## PROBLEM TO SOLVE
Your task is to repeat the entries exactly. Leave the pictures out.

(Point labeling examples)

++++++

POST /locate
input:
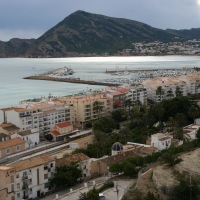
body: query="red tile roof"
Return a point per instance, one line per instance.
(56, 133)
(11, 143)
(63, 124)
(71, 159)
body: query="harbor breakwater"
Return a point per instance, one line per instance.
(69, 80)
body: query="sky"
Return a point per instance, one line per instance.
(32, 18)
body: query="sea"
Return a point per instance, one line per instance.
(13, 88)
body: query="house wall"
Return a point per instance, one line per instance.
(13, 117)
(2, 130)
(7, 184)
(36, 179)
(65, 129)
(160, 145)
(13, 149)
(98, 168)
(83, 142)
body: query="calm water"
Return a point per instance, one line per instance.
(13, 88)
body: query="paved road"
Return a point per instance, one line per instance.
(110, 194)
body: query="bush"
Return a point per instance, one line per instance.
(105, 186)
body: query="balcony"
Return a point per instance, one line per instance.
(25, 186)
(24, 177)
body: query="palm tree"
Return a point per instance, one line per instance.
(193, 112)
(178, 92)
(91, 195)
(170, 93)
(97, 108)
(160, 92)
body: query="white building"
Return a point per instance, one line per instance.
(31, 137)
(80, 158)
(136, 94)
(193, 83)
(161, 141)
(33, 177)
(190, 131)
(41, 115)
(168, 86)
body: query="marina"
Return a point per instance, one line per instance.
(14, 88)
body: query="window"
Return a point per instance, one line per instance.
(45, 176)
(18, 195)
(17, 148)
(18, 185)
(12, 187)
(8, 150)
(12, 179)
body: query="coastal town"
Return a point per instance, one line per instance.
(40, 135)
(189, 47)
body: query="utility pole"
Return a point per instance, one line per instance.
(190, 187)
(117, 190)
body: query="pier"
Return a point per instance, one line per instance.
(69, 80)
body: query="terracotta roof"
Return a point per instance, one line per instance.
(63, 124)
(164, 138)
(11, 142)
(26, 132)
(54, 132)
(31, 162)
(70, 159)
(119, 157)
(6, 109)
(3, 135)
(9, 126)
(5, 168)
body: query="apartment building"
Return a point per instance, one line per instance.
(31, 137)
(88, 107)
(161, 141)
(117, 95)
(9, 129)
(62, 131)
(81, 159)
(161, 88)
(193, 83)
(11, 146)
(33, 177)
(41, 115)
(7, 183)
(136, 94)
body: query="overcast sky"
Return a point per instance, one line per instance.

++++++

## THE SOLUTION
POST /locate
input:
body: query="red tile roof"
Return a point per instance, one line per instance.
(56, 133)
(11, 143)
(63, 124)
(71, 159)
body: query="harbor breakwater"
Return a point per instance, one line per instance.
(69, 80)
body: query="sky"
Return a point per instance, one line per instance.
(32, 18)
body: query="sea"
Return a point per instance, one line per instance.
(13, 88)
body: query="house wall"
Return a point per instance, one line per instance.
(13, 117)
(2, 130)
(7, 184)
(36, 179)
(65, 129)
(160, 145)
(13, 149)
(98, 168)
(83, 142)
body: query="calm water"
Return a point per instance, one line per instance.
(13, 88)
body: query="paved road"
Return a point per instance, one line per instance.
(110, 194)
body: query="bush"
Return a point per instance, one line per instance.
(105, 186)
body: query="balcony"
Return a point per instance, one line per instance.
(25, 186)
(24, 177)
body: query="palm tree"
Return a point per instance, one line per instance.
(193, 112)
(178, 92)
(91, 195)
(170, 93)
(97, 108)
(160, 92)
body: query="white building"
Return a point per instance, one line per instance.
(31, 137)
(80, 158)
(136, 94)
(193, 83)
(161, 141)
(33, 177)
(190, 131)
(41, 115)
(168, 86)
body: query="marina"
Return a point per instance, one line per instance.
(14, 88)
body: query="window"
Return a point per instance, one line per instance.
(45, 176)
(18, 195)
(17, 148)
(18, 185)
(12, 187)
(8, 150)
(12, 179)
body: query="coastal town"
Return a point per instance, one line per instance.
(40, 135)
(189, 47)
body: query="utility pole"
Return a point per instance, one line per instance.
(190, 187)
(117, 190)
body: query="pier"
Return a point per instance, one line per instance.
(69, 80)
body: query="terracotta roof"
Return a point per instance, one line per instance.
(63, 124)
(164, 138)
(11, 142)
(26, 132)
(54, 132)
(31, 162)
(70, 159)
(119, 157)
(6, 109)
(3, 135)
(9, 126)
(5, 168)
body: query="apartment building"
Return a point per instance, one line per instance.
(31, 137)
(88, 107)
(161, 141)
(117, 95)
(9, 129)
(62, 131)
(81, 159)
(161, 88)
(193, 83)
(11, 146)
(33, 177)
(41, 115)
(7, 183)
(136, 94)
body: query="overcast sky"
Return a point per instance, one line per instance.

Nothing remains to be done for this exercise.